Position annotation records
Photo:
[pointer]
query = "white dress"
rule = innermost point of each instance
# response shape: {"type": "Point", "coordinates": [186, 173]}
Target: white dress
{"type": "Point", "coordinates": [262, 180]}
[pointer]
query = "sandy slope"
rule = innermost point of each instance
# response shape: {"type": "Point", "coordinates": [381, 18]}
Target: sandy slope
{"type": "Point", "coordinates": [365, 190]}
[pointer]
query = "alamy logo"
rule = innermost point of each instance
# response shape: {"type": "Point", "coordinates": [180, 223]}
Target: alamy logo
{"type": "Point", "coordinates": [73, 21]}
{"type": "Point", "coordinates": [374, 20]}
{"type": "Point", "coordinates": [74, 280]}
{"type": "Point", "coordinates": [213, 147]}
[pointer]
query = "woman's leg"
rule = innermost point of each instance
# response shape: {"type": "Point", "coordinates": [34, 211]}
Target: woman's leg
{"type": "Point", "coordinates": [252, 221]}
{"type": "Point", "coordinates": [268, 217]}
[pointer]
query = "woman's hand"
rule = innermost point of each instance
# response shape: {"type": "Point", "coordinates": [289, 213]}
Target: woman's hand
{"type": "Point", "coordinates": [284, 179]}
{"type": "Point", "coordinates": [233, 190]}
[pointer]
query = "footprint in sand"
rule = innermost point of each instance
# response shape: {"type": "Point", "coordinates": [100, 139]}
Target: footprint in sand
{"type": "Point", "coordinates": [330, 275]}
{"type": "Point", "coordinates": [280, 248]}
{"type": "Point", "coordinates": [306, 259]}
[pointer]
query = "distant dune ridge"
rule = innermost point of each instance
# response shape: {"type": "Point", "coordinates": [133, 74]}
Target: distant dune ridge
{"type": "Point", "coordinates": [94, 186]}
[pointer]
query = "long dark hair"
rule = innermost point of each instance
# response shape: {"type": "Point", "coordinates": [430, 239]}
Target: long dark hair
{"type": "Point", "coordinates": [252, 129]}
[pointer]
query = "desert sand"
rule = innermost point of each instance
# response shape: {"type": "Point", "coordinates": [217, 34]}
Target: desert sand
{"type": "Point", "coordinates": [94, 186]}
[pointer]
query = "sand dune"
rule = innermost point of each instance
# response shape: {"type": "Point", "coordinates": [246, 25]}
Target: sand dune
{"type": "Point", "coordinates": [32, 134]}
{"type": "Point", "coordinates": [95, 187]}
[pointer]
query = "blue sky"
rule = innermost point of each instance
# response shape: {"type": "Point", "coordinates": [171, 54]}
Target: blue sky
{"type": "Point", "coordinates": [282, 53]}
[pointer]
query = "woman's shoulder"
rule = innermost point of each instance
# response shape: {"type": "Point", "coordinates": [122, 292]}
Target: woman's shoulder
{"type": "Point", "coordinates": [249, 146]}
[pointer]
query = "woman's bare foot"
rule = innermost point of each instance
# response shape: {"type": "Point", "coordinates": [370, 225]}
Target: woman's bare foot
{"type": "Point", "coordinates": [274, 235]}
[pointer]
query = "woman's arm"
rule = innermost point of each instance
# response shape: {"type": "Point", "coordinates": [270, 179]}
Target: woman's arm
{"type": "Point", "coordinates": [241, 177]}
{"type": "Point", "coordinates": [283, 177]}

DIRECTIVE:
Collect every line in the listing above that contains the string "shoulder" and copy each one unchanged. Matches are case-sensitive.

COMPLETED EXERCISE:
query = "woman's shoulder"
Target: woman's shoulder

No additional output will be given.